**The tasks**
• 1. Transcribe the forum thread about a rod moving through a magnetic field between "As such there" and "in a wire!!!", inclusive.
• 2. List every remark enclosed in square brackets in the forum thread about a rod moving through a magnetic field.
• 3. Translate this sentence from the forum thread about a rod moving through a magnetic field into Spanish: "It does not matter if positive or negative charges move in the rod."

**Document excerpt**
________

If a positive charge was to move through the magnetic field, in the direction the rod is traveling [up the page in the diagram] it would experience a force to the right.

As such, positive charges in the rod will experience a force towards the right of the rod, and negative charges will experience a force to the left. At first, any charge free to move will move in the appropriate direction. [in actuality only the negative charges (electrons) are likely to have a net flow]
After a short while [very short!!!!] the right hand end of the rod will have a net positive charge, while the left hand end will be negative.
As such there will be an electric field to the left.
From this time on, the electric field will try to drive electric charge in one direction, while the electromagnetic effect will try to drive them in the other direction. Equilibrium will have been reached and there is no further electric current.

Peter

ps: if the electric field is actually in the opposite direction I wouldn't be surprised!!! [as I often get these explanation back to front!!] If only they had defined positive and negative the other way round so that it was the positive bits that move in a wire!!!

3. Jul 28, 2011

### ehild

It does not matter if positive or negative charges move in the rod.
Peter is right, you can take that both the positive ions and the free electrons move together with the road with speed v upward. The force acting in a magnetic field on a charged particle moving with velocity v is Fm=q vxB. (q is the charge and x means vector product.) Applying right hand rule, you can find the direction of the force: it points on the right in case of positive particles and on the left in case of the negative one. In any case, the right-hand side of the rode will became positive and the left-hand side negative. The magnetic force and the electric force are equal in magnitude and opposite in direction: qvxB-qE =0 so E=vxB, the direction of E does not depend on the sign of charge carriers.

ehild

Last edited: Jul 28, 2011

________

**Material provided**
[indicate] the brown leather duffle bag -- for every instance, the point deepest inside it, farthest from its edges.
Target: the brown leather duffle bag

________

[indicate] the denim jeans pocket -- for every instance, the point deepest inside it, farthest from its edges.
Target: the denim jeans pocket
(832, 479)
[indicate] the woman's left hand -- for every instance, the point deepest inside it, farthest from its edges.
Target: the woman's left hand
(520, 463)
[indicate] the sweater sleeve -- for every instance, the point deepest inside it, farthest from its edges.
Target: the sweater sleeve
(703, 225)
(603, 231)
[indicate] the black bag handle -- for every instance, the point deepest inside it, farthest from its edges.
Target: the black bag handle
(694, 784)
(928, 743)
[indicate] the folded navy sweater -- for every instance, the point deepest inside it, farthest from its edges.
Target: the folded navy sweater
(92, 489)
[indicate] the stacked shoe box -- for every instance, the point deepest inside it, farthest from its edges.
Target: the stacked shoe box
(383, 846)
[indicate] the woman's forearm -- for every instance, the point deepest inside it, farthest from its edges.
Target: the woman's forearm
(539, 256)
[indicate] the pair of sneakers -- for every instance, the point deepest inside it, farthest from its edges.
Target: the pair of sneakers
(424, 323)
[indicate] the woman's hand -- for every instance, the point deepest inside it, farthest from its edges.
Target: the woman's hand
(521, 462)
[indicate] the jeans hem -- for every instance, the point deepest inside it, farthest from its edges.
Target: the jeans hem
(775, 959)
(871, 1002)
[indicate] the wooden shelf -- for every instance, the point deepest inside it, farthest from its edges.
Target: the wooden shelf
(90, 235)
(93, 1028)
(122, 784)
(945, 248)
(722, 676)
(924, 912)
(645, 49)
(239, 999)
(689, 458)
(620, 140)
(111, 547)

________

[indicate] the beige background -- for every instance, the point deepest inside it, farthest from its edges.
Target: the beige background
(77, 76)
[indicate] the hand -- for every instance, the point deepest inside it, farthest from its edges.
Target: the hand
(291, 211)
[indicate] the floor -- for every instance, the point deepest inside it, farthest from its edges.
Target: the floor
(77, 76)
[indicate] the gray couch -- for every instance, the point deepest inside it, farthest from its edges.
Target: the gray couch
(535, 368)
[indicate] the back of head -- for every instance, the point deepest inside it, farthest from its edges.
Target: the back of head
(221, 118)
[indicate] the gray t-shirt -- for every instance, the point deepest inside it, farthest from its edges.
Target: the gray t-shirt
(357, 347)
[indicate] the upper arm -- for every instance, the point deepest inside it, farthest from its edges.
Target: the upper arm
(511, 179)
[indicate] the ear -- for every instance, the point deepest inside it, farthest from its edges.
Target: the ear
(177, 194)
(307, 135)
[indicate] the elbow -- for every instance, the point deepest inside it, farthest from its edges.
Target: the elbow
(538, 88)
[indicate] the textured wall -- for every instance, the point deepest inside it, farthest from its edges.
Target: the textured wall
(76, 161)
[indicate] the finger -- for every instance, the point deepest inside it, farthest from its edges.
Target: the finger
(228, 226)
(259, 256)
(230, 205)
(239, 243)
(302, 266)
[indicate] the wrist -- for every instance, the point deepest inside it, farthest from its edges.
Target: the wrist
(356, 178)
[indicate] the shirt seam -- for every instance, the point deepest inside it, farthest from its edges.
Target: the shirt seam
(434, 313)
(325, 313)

________

**Answers to the exercises**
• 1.
As such there will be an electric field to the left.
From this time on, the electric field will try to drive electric charge in one direction, while the electromagnetic effect will try to drive them in the other direction. Equilibrium will have been reached and there is no further electric current.

Peter

ps: if the electric field is actually in the opposite direction I wouldn't be surprised!!! [as I often get these explanation back to front!!] If only they had defined positive and negative the other way round so that it was the positive bits that move in a wire!!!

• 2.
- up the page in the diagram
- in actuality only the negative charges (electrons) are likely to have a net flow
- very short!!!!
- as I often get these explanation back to front!!

• 3. No importa si las cargas que se mueven en la varilla son positivas o negativas.